* [Task goal]:
Search the material below for the string "image" and list each line that holds it.

* [Supplied data]:

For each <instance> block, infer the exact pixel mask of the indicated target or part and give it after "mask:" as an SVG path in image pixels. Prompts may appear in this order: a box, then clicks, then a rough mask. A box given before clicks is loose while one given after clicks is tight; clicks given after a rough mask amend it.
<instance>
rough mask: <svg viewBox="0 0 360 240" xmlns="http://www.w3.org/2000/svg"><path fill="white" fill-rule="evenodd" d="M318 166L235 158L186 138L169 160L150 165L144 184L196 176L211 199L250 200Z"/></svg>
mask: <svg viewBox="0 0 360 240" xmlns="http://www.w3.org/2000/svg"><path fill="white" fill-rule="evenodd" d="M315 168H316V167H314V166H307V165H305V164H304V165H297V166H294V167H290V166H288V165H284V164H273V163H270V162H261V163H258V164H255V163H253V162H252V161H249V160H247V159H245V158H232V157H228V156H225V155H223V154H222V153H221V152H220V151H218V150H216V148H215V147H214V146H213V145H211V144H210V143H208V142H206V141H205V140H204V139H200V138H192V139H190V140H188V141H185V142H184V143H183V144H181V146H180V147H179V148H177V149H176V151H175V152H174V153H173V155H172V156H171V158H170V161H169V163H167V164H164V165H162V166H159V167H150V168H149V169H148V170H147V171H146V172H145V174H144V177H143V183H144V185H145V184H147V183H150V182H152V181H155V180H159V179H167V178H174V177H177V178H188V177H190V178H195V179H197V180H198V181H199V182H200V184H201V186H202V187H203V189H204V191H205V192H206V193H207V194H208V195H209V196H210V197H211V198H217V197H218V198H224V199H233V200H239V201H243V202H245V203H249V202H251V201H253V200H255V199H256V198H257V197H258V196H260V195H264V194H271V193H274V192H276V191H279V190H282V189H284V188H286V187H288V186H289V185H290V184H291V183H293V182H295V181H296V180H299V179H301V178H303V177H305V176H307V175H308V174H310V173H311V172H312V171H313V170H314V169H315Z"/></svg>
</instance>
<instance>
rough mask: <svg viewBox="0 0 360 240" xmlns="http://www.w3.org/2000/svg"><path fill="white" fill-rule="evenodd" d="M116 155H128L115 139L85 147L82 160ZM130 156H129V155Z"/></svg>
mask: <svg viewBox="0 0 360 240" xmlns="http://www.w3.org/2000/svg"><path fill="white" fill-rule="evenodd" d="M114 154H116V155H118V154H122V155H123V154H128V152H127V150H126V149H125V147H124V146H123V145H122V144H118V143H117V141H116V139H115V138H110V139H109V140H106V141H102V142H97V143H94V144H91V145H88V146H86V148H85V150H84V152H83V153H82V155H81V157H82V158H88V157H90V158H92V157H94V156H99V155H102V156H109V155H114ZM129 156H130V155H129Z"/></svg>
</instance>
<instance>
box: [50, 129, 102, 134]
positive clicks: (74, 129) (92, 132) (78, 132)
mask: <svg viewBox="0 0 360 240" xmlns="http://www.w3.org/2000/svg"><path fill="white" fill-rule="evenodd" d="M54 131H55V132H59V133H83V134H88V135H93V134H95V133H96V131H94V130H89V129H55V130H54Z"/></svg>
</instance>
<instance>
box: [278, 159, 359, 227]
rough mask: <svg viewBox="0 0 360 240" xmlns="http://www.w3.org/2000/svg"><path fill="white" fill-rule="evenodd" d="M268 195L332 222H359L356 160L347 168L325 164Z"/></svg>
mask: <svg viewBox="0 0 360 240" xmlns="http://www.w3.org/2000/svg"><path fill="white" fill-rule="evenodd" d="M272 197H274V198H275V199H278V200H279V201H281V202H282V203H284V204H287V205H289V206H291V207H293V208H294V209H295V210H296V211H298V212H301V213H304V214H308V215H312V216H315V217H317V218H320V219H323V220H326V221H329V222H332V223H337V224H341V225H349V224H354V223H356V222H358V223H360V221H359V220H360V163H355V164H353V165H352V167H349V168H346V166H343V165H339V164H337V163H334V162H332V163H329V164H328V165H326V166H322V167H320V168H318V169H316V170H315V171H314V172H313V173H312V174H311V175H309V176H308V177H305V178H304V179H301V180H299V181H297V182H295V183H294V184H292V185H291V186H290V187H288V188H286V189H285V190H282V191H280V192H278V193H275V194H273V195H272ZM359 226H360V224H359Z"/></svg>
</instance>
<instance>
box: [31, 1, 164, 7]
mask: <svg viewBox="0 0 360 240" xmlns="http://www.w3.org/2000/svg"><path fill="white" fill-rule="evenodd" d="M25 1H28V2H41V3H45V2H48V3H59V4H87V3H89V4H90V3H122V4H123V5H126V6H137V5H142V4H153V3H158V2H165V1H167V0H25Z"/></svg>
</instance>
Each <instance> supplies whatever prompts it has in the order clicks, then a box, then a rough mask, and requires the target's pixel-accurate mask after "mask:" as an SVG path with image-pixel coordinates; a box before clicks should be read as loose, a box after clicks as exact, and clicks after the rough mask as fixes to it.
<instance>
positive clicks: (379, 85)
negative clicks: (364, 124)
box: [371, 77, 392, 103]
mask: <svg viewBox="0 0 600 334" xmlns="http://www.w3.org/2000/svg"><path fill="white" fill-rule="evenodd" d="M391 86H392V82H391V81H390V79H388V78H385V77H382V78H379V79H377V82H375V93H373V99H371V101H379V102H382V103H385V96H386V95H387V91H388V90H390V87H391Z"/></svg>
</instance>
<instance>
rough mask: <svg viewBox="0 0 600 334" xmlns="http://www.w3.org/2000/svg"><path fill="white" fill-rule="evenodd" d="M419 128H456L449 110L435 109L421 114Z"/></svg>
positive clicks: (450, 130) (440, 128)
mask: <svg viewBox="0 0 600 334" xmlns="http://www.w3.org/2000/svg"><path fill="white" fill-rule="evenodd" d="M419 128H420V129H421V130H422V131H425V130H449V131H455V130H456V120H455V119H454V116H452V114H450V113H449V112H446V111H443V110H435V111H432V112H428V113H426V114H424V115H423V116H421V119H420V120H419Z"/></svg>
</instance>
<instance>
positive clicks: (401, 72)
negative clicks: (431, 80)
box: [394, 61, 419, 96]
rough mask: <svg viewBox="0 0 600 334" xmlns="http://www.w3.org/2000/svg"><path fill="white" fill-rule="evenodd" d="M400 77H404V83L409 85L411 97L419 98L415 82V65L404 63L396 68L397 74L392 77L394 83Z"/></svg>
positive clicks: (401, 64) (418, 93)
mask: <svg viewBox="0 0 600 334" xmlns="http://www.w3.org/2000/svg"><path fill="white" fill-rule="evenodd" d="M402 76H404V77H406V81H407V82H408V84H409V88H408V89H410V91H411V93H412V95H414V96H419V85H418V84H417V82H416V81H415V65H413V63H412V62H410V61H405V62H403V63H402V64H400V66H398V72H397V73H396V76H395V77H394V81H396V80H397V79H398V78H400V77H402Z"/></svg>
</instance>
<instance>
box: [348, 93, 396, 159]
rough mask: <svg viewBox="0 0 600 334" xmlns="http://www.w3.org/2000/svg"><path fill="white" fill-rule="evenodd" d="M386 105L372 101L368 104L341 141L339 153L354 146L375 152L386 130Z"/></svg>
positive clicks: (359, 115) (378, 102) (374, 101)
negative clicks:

* [Solved problem]:
For each <instance> block, infer the exact pixel mask of the indicated target or part and give it after "mask:" as an SVG path in image pixels. Prompts may appear in this order: a box, then clicks, then a rough mask. A box given before clicks is loose while one given after clicks is tight; clicks given after a rough mask amend it.
Each <instance> supplies whatever prompts it has in the order clicks, then a box, then a rough mask, and requires the target's pixel-accurate mask after "mask:" as an SVG path with image-pixel coordinates; a box before clicks should be read as loose, a box after clicks as exact, and clicks after the rough mask as fixes to it.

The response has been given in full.